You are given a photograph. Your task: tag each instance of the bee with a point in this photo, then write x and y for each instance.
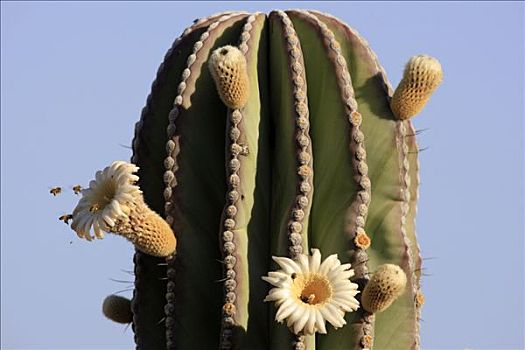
(66, 218)
(95, 207)
(77, 189)
(55, 190)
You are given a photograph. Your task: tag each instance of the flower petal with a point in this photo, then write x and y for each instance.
(288, 265)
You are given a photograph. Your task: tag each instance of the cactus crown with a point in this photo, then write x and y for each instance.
(268, 135)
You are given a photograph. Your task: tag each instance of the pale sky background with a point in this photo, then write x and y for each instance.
(74, 77)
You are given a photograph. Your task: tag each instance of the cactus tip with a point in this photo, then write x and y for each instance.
(385, 286)
(227, 66)
(117, 309)
(421, 77)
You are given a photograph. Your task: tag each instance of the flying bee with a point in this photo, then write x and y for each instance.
(55, 190)
(95, 207)
(66, 218)
(77, 189)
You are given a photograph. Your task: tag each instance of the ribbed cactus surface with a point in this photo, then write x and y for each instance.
(312, 158)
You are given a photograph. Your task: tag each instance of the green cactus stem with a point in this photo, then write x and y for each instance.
(270, 135)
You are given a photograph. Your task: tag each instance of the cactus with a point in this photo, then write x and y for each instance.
(266, 136)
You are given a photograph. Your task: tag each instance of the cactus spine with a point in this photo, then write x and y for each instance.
(268, 135)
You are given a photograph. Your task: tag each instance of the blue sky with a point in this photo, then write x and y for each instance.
(74, 77)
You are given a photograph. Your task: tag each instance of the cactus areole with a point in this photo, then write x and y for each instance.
(267, 137)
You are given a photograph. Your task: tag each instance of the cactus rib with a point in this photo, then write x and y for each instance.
(413, 172)
(182, 101)
(297, 235)
(359, 208)
(235, 265)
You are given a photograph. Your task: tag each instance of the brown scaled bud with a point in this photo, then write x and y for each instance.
(117, 309)
(228, 68)
(421, 78)
(385, 286)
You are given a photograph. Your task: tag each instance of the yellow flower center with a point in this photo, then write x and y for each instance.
(312, 288)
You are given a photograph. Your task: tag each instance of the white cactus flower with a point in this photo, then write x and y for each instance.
(107, 199)
(309, 292)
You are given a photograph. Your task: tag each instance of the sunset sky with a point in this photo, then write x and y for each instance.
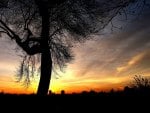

· · · · ·

== Task brief ==
Could you repeat the data exactly, omitting its pictures?

== Response ==
You are given a photograph. Your task: tag each instance of the bee with a point in this photo, then write x and y for each instance.
(66, 218)
(95, 207)
(77, 189)
(55, 190)
You are given a photograph. Your task: tag each instance of the flower petal with a point in this photo, then write x and y for each instance.
(288, 265)
You are given a photograph. Your task: tag each instance of the cactus crown with a point in this photo, then write x and y for each instance.
(268, 135)
You are given a photograph. Your task: tag each instance of the pale sky background with a point in this photo, then write x and y for each instance.
(74, 77)
You are given a photograph. Your task: tag each instance of the cactus tip with a point in this photo, then write x and y for each instance.
(385, 286)
(227, 66)
(117, 309)
(421, 77)
You are given a photograph. Your task: tag each instance of the flying bee with a point in this photo, then write x and y for each instance.
(55, 190)
(95, 207)
(66, 218)
(77, 189)
You are given a photograph. Your task: tag each instance of the ribbed cactus surface with a point in this photo, then write x and y for each instance.
(312, 158)
You are given a photograph. Your task: tag each instance of the green cactus stem with a point in this photo, then write x and y for each instance.
(270, 135)
You are given a photograph. Your task: tag each instance of the cactus with a point in this photo, then write x and y for each instance.
(266, 136)
You are given a photograph. Your task: tag each instance of the cactus spine with a point in this photo, then write x and y for each instance.
(268, 135)
You are given a photograph. Your task: tag each instance of the blue sky with a point in this photo, then write x and y for each instance.
(74, 77)
You are given a photograph. Your task: tag each instance of the cactus areole with a point in this photo, then write x and y for each instance.
(267, 137)
You are given a photograph. Your task: tag each instance of the cactus rib with a point in this photo, then write x and y for each instance.
(413, 172)
(182, 101)
(297, 235)
(359, 208)
(235, 265)
You are given a photograph. Your task: tag each instance of the brown scaled bud with a point in this photo, then write x and y for each instance.
(117, 309)
(228, 68)
(421, 78)
(385, 286)
You are given a photograph. Your task: tag each instance of the yellow flower center with a point in this photo, then write x and y for each instance.
(312, 288)
You are given a photograph. Your task: tag each instance of the white cactus flower with a point in this photo, then write x and y for each instance.
(107, 199)
(309, 292)
You are given a photograph. Your task: tag each instance of the sunset sky with a point in this photo, then write x and y for each instance.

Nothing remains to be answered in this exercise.